======== Fragmento
Al finalizar la guerra, los sobrevivientes deben regresar al hogar. Pero Édouard no quiere volver a su casa ni ver a su padre, como tampoco a su hermana, Madeleine. Se niega a que le implanten un injerto para en algo reconstruir el rostro deformado. Con la complicidad de Albert, que se ha convertido en su sombra, y que lo cuida y protege en todo momento, toma los documentos de un soldado muerto que no tiene familiares que lo reclamen, adopta su nombre y lo suplanta. Por su parte, Albert también toma los documentos de otro soldado muerto, lo cual le servirá más adelante.
================
======== Datos proporcionados
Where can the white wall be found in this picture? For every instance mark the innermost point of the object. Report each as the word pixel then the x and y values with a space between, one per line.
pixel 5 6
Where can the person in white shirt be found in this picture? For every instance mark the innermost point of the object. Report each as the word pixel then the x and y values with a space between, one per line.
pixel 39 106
================
======== Datos proporcionados
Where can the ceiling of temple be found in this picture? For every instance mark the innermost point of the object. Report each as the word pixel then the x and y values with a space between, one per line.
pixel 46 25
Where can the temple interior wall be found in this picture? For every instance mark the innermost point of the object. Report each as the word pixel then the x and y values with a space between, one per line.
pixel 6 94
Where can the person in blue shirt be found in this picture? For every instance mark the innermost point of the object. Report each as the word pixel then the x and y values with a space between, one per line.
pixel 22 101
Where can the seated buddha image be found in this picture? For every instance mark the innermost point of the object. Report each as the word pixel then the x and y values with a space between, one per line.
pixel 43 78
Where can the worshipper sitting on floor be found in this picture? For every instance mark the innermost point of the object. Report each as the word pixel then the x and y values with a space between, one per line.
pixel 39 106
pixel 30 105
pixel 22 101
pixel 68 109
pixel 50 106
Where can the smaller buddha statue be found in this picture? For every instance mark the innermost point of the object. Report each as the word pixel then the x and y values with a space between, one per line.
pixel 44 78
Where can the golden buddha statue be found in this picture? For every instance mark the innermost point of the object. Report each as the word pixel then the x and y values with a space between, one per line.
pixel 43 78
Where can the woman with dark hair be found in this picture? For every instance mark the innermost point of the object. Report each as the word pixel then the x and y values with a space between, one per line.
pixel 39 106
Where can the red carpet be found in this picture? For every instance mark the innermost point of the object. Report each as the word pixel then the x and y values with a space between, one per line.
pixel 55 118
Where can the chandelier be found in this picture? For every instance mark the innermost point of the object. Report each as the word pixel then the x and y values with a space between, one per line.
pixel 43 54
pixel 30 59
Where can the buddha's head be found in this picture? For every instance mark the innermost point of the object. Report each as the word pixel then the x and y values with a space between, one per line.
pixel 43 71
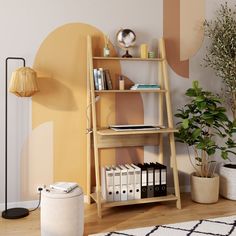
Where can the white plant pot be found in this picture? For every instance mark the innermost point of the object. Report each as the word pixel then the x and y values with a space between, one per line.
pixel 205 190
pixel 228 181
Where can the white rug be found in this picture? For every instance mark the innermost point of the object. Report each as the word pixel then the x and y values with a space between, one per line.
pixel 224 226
================
======== Datos proporcionados
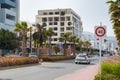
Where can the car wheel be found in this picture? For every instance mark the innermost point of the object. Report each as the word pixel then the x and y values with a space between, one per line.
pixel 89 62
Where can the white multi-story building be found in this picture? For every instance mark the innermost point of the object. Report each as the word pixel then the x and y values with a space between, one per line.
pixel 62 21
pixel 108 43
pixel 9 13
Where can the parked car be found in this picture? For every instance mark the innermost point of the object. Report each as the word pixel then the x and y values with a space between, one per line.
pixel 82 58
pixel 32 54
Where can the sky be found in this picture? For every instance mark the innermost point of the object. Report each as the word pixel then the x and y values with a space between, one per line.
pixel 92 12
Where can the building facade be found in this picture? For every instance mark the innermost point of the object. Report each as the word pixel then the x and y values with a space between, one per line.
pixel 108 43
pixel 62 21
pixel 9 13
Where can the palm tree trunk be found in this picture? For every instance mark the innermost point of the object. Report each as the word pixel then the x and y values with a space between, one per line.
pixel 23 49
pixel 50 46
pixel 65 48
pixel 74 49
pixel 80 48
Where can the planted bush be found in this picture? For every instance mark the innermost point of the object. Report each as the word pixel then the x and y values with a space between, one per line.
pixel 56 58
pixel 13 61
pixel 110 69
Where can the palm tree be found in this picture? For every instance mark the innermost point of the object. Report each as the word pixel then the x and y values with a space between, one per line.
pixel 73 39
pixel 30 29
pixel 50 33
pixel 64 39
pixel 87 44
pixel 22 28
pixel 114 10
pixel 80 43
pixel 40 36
================
• Tus indicaciones:
Responde estas preguntas según el fragmento:
(a) ¿Cómo se llama la hermana de Édouard?
(b) ¿Qué se niega Édouard a que le hagan en el rostro?
(c) ¿De quién toma Albert unos documentos?

• Respuesta:
(a) Se llama Madeleine.
(b) Se niega a que le implanten un injerto.
(c) Los toma de otro soldado muerto.